- PROBLEMS TO SOLVE:
(1) In the regression tutorial below, what does the adjusted R² penalize for?
(2) Write the next part of the regression tutorial below, continuing after its final line.

- SOURCE DOCUMENT:

- - - - -

The F-statistic and its p-value also appear at the bottom of summary(Model1.lm) output — both routes give the same result.
12.7 \(R^2\) and \(r\)
12.7.0.1 \(R^2\) — coefficient of determination
\(R^2\) tells you the proportion of variance in \(y\) explained by the model. It ranges from 0 (model explains nothing) to 1 (model explains everything).
summary(Model1.lm)$r.squared## [1] 0.0001118517
For example, \(R^2 = 0.08\) would mean that lot size explains 8% of the variation in house price.
The adjusted \(R^2\) penalises for adding extra predictors and is more appropriate when comparing models:
summary(Model1.lm)$adj.r.squared## [1] -0.0194938
Both values appear in the summary() output under Multiple R-squared and Adjusted R-squared.
12.7.0.2 \(r\) — Pearson’s correlation coefficient
For simple linear regression (one predictor), \(r\) is simply the square root of \(R^2\), with the sign taken from the slope:
## Lot
## -0.01057599
\(r\) ranges from -1 to 1. It measures the strength and direction of the linear relationship between \(x\) and \(y\).
You can also calculate \(r\) directly using cor():
cor(HousesNY$Price, HousesNY$Lot)## [1] -0.01057599
Both should give the same value. Note that \(r\) and \(R^2\) are related by \(R^2 = r^2\) — so if \(r = -0.29\), then \(R^2 = 0.084\).
12.8 Plotting the regression line
12.8.0.1 Quick plot — base R
For a fast check during analysis, base R is the quickest option:
plot(Price ~ Lot, data = HousesNY,
xlab = "Lot size", ylab = "Price (x$1000)",
pch = 16, col = "grey50")
abline(Model1.lm, col = "steelblue", lwd = 2)
12.8.0.2 Publication plot — ggplot
For a report or presentation, use ggplot2:
ggplot(HousesNY, aes(x = Lot, y = Price)) +
geom_point(colour = "grey50", alpha = 0.7) +
geom_smooth(method = "lm", colour = "steelblue", se = TRUE) +
labs(x = "Lot size",
y = "Price (x$1000)",
title = "House price vs lot size",
subtitle = "Shaded band = 95% confidence interval on the mean") +
theme_bw()
se = TRUE adds a shaded confidence band around the line. Set se = FALSE to remove it.
Note:
geom_smooth(method = "lm")fits its own line internally — it is not using your savedModel1.lmobject. For simple regression this makes no difference, but if your model includes transformations or additional terms, usegeom_abline()with the coefficients from your model instead.
12.9 Checking LINE assumptions
From lectures, linear regression relies on four assumptions — summarised as LINE:
- Linearity — the relationship between \(x\) and \(y\) is linear
- Independence — the errors are independent of each other
- Normality — the errors are normally distributed
- Equal variance (homoscedasticity) — the errors have constant variance
Independence is usually assessed from study design rather than plots. The other three can be checked using residual plots.
12.9.1 Checking Linearity
What to look for: a random cloud of points in the residuals vs fitted plot. A curve or systematic pattern means a straight line is not the right model.

ols_plot_resid_fit(Model1.lm)
Expand to see an example where linearity is broken
This example uses treadwear data where the raw scatterplot looks approximately linear — but the residuals reveal a clear curve:
treadwear <- read.csv("/Users/hgreatrex/Documents/GitHub/Teaching/STAT-462/Stat462-2026/index_data/treadwear.csv")

- - - - -

[Data items]
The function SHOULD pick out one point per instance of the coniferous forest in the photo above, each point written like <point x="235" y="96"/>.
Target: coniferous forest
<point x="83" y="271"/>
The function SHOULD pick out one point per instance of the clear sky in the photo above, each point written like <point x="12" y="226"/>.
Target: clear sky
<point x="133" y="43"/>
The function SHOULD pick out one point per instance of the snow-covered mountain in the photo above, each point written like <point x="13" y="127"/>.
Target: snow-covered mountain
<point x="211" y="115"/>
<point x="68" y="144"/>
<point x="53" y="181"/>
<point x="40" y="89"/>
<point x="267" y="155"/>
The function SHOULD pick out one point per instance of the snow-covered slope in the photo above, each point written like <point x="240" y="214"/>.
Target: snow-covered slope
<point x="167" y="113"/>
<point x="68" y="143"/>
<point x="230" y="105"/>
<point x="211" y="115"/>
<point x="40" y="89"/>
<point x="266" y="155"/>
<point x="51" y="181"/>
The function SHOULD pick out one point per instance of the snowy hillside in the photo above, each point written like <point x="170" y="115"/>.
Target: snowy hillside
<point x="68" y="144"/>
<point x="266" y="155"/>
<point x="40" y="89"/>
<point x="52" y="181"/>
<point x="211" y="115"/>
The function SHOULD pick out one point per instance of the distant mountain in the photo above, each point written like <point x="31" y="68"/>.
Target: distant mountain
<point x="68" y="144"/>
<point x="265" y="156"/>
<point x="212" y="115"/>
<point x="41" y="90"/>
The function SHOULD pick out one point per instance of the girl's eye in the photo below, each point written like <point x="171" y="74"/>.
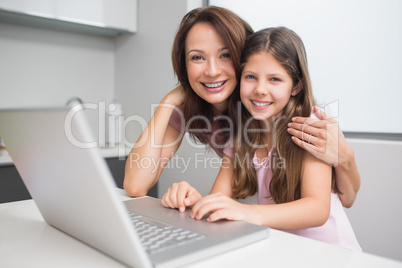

- - - - -

- ANSWERS:
(1) It penalizes for adding extra predictors.

(2)
tread_model <- lm(mileage ~ groove, data = treadwear)
ols_plot_resid_fit(tread_model)
Figure 12.1: The residuals show a clear parabolic pattern — a linear model is not appropriate here
The residuals are systematically positive at low and high fitted values, and negative in the middle. A non-linear model would be more appropriate.
12.9.2 Checking Equal Variance (Homoscedasticity)
What to look for: the spread of residuals should stay roughly constant across all fitted values. A fan shape or bow-tie means variance is unequal.

ols_plot_resid_fit(Model1.lm)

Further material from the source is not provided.